→ DIRECTIVES:
1. In the article on decarbonising higher education, how many UK institutions are on the list of those that pledged to become carbon neutral?
2. Transcribe the article on decarbonising higher education from "Equally, universities and" up to and including "168 UK institutions.".
3. Go on with the article on decarbonising higher education, picking up after its final sentence.

Decarbonising higher education – The investment challenge

  • 29th May 2024

Toby Horne, smart infrastructure financing partner at Siemens Financial Services UK, discusses the critical role of flexible financing solutions in supporting higher education sustainability goals

Toby Horne

As the global cost of climate change becomes more apparent, the UK remains committed to achieving net-zero emissions by 2050.

To achieve this goal, the Government and press have been vocal about how private businesses and households can meaningfully drive down their carbon emissions.

Equally, universities and higher education (HE) institutions have an important role to play in meeting carbon reduction targets.

In 2021, over 1,000 universities and HE colleges worldwide pledged to become completely carbon neutral by 2050, with some institutions aiming to decarbonise as quickly as 2030.

This list includes 168 UK institutions.

→ RECORDS:

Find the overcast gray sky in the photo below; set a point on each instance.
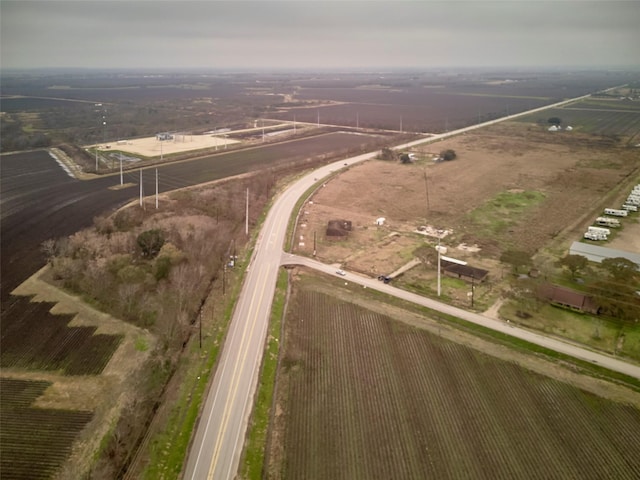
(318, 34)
* * *
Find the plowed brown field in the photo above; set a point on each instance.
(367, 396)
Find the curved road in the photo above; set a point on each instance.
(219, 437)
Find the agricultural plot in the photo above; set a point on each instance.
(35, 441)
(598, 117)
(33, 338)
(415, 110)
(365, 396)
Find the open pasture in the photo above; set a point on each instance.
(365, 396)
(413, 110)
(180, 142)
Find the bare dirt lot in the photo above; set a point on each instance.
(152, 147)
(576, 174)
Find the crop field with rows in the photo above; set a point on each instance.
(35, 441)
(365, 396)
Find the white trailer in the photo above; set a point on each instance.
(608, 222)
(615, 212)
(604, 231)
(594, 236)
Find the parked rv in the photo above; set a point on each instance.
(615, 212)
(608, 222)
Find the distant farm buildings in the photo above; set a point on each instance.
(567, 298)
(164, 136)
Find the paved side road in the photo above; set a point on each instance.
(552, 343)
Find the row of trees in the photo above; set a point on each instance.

→ FINAL ANSWERS:
1. 168

2.
Equally, universities and higher education (HE) institutions have an important role to play in meeting carbon reduction targets.

In 2021, over 1,000 universities and HE colleges worldwide pledged to become completely carbon neutral by 2050, with some institutions aiming to decarbonise as quickly as 2030.

This list includes 168 UK institutions.

3.
And, while this ambition is laudable, it nonetheless represents a series of logistical and financial hurdles in a sector that continues to struggle for financial solvency.

Easing the burden

According to Times Higher Education, almost half of all vice-chancellors expect their institutions to be in a financial deficit in 2024.

In order to fund the necessary infrastructure to achieve net zero, institutions therefore need specific, tailored finance programmes to ease the burden of green investment.

Here, we look at the true carbon cost of the HE sector, the retrofitting of buildings necessary to achieve carbon neutrality, and how the financial sector can aid institutions in removing the cost barriers to investment.

The carbon cost

The HE sector is a substantial contributor to global emissions.

Data from the Higher Education Statistics Agency demonstrates that 133 UK universities accounted for 1.4 million tonnes of carbon dioxide emissions between 2021-2022.

While two thirds of those managed to decrease their emissions over the past year, experts warn of ‘patchy’ progress within a sector that is failing to keep pace with current targets and the greater climate emergency.

Professor David Reay, director of the Edinburgh Climate Change Institute, told Times Higher Education that institutions cannot rely wholly on the decarbonisation of the national electricity grid.

And he reiterated the importance of ‘grasping the nettle of institution-wide enhancements to the energy efficiency of buildings, equipment and usage’.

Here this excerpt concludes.